WHAT YOU ARE ASKED TO DO: Copy every entry below word for word, and leave the pictures out of your copy.

EXERCISE INPUTS:
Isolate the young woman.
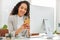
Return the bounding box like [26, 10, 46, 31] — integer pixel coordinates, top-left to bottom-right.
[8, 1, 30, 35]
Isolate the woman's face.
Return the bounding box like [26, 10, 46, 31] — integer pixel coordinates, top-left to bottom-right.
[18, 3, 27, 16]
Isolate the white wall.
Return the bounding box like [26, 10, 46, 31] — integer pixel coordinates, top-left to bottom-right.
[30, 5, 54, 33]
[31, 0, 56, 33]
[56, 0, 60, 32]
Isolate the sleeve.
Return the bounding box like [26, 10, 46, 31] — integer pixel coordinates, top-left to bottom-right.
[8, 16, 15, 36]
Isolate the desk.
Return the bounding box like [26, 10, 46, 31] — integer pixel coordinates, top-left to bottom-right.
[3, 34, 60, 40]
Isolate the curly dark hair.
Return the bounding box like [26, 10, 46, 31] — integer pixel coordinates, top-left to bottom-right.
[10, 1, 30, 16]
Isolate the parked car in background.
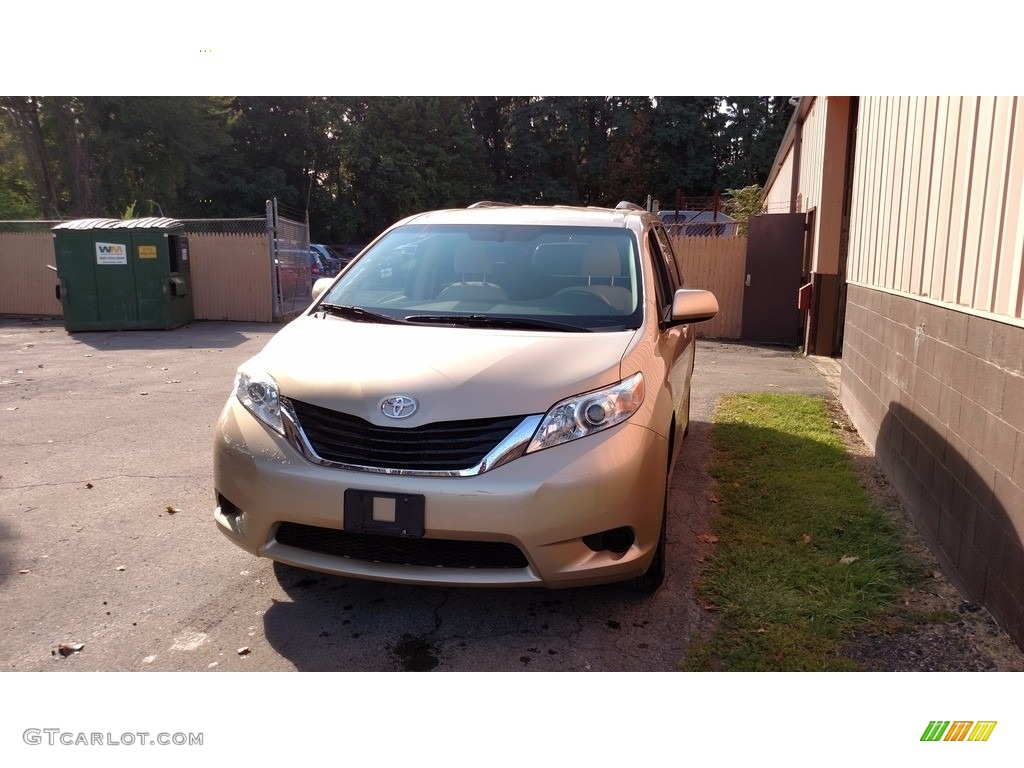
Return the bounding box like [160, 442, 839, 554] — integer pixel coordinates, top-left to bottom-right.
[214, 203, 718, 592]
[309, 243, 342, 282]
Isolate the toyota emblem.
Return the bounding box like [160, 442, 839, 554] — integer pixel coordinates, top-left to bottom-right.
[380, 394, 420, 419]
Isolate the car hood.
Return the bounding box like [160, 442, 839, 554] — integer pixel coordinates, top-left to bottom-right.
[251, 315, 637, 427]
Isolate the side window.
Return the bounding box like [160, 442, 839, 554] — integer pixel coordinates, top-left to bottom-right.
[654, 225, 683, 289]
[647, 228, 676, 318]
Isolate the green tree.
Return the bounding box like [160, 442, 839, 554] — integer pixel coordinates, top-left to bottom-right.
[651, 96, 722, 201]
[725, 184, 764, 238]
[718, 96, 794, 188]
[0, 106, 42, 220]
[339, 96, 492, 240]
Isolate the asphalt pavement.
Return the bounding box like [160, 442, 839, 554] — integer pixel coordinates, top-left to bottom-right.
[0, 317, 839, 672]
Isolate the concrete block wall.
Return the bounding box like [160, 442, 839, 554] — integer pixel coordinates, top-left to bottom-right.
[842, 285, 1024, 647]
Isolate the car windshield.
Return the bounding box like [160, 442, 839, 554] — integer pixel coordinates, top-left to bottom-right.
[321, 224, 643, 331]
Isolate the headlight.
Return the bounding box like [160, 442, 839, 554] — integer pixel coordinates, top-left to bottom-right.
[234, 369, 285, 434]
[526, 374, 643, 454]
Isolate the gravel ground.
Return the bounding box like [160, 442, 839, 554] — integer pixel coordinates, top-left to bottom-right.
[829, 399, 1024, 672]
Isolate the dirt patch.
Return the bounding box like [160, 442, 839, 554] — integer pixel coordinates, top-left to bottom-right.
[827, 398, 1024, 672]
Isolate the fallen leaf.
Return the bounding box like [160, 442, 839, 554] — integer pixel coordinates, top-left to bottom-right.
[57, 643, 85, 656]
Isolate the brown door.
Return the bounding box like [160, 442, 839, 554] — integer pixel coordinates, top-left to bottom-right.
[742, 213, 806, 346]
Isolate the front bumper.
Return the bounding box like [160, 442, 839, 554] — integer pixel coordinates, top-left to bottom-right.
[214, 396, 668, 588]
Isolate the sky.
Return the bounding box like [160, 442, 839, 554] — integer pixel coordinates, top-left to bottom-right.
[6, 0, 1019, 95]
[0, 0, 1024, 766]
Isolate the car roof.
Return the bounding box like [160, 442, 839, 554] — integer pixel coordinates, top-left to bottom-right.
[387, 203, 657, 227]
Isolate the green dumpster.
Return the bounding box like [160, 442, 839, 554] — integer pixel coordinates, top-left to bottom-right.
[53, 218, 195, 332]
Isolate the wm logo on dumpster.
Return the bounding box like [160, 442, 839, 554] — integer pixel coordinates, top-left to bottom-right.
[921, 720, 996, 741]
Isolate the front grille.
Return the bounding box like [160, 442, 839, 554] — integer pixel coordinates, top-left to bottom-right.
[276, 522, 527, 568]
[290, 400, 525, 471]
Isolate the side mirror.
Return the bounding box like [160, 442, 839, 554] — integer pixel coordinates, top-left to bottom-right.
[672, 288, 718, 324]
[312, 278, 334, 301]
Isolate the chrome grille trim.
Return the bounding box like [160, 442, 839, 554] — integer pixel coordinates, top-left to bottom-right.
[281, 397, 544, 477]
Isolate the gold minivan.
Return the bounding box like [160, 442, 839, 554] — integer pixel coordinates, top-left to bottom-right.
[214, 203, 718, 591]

RESULT FOR THIS EXERCISE:
Isolate the young woman.
Return the bounding box like [26, 10, 46, 31] — integer pixel coordinates, top-left to bottom-right.
[8, 1, 30, 35]
Isolate the woman's face.
Return the bounding box like [26, 10, 46, 31] — integer pixel coordinates, top-left to bottom-right.
[18, 3, 27, 16]
Isolate the white wall.
Return the bounding box like [26, 10, 46, 31] — integer pixel coordinates, top-left to bottom-right.
[30, 5, 54, 33]
[31, 0, 56, 33]
[56, 0, 60, 32]
Isolate the sleeve.
Return the bounding box like [26, 10, 46, 31] — integer pixel coordinates, top-left to bottom-right.
[8, 16, 15, 36]
Isolate the desk.
Return the bounding box like [26, 10, 46, 31] — integer pixel coordinates, top-left to bottom-right.
[3, 34, 60, 40]
Isolate the curly dark hair.
Return the bounding box like [26, 10, 46, 31] — integer pixel coordinates, top-left to bottom-right.
[10, 1, 30, 16]
Isolate the parked car in background.
Return the bounding box like [160, 442, 839, 554] — integer pixel coordinates, top-left to bottom-right.
[214, 203, 718, 592]
[309, 243, 342, 282]
Isolate the toyota emblem.
Return the bounding box like [160, 442, 839, 554] — integer pixel coordinates, top-left to bottom-right.
[380, 394, 420, 419]
Isolate the car hood.
Return the bounding box like [160, 442, 839, 554] — integer pixel coordinates, top-left to bottom-right.
[251, 315, 637, 427]
Isolate the side window.
Return the bounding box like [160, 442, 839, 554] — integer pixel coordinates, top-left to bottom-right.
[654, 225, 683, 289]
[647, 228, 676, 318]
Isolate the green tree.
Return the bounding box like [160, 442, 839, 554] — integer pixel coordinates, top-left to bottom-right.
[651, 96, 722, 201]
[725, 184, 764, 238]
[718, 96, 794, 188]
[0, 106, 42, 220]
[339, 96, 492, 240]
Isolate the asphalt pavement.
Return the bounding box like [160, 442, 839, 554] — integer pixel coordinates, top-left to bottom-right.
[0, 317, 839, 672]
Isolate the concrete block wall.
Return the bounding box like [160, 442, 839, 554] — integer pixel coordinates, top-left to bottom-right.
[842, 285, 1024, 647]
Isolate the car windshield.
Return the bounding box like [160, 442, 839, 554] — integer pixel coordinates, top-left to bottom-right.
[321, 224, 643, 331]
Isolate the headlight.
Return the bounding box like [160, 442, 839, 554] — integer pixel coordinates, top-left to bottom-right.
[234, 369, 285, 434]
[526, 374, 643, 454]
Isolate the gravel ground.
Return the bounding box like [160, 442, 839, 554] — integer pixel coordinates, top-left to bottom-right.
[829, 399, 1024, 672]
Isolate the dirt patch.
Return the bounding box like [160, 442, 839, 554] — integer pixel coordinates, top-left to bottom-right.
[827, 398, 1024, 672]
Isolate the fallen leaf.
Return the bounding box like [160, 442, 839, 554] — integer pixel coordinates, top-left to bottom-right.
[57, 643, 85, 656]
Isolate the brown door.
Return the bounding box like [160, 442, 839, 554] — integer pixel coordinates, top-left to bottom-right.
[742, 213, 806, 346]
Isolate the front bumper.
Return the bounding box like [160, 442, 839, 554] — integer pixel coordinates, top-left to bottom-right.
[214, 396, 668, 588]
Isolate the sky.
Return the bounding box like [160, 442, 839, 554] — integer pixel coordinates, top-left to bottom-right.
[6, 0, 1019, 95]
[0, 0, 1024, 766]
Isolate the car roof.
Return the bounding box like [160, 442, 839, 554] — integer pixel coordinates, top-left to bottom-right.
[387, 203, 657, 227]
Isolate the green dumpster.
Return the bounding box like [160, 442, 839, 554] — integer pixel coordinates, top-left to bottom-right.
[53, 218, 195, 332]
Isolate the wm logo on dumpster.
Return the bounding box like [160, 442, 839, 554] — integer pixel coordinates, top-left to bottom-right.
[921, 720, 996, 741]
Isolate the front grille.
Return the bounding box like [160, 442, 839, 554] — integer pixel coordinates, top-left to bottom-right.
[276, 522, 527, 568]
[290, 400, 525, 471]
Isolate the side mirror.
Return the bounding box like [160, 442, 839, 554] — integer pixel coordinates, top-left to bottom-right.
[672, 288, 718, 324]
[312, 278, 334, 301]
Isolate the chrome grille trim.
Return the bounding box like [160, 442, 839, 554] — integer pixel coordinates, top-left to bottom-right.
[281, 397, 544, 477]
Isolate the gold minivan.
Return the bounding box like [160, 442, 839, 554] — integer pixel coordinates, top-left to bottom-right.
[214, 203, 718, 591]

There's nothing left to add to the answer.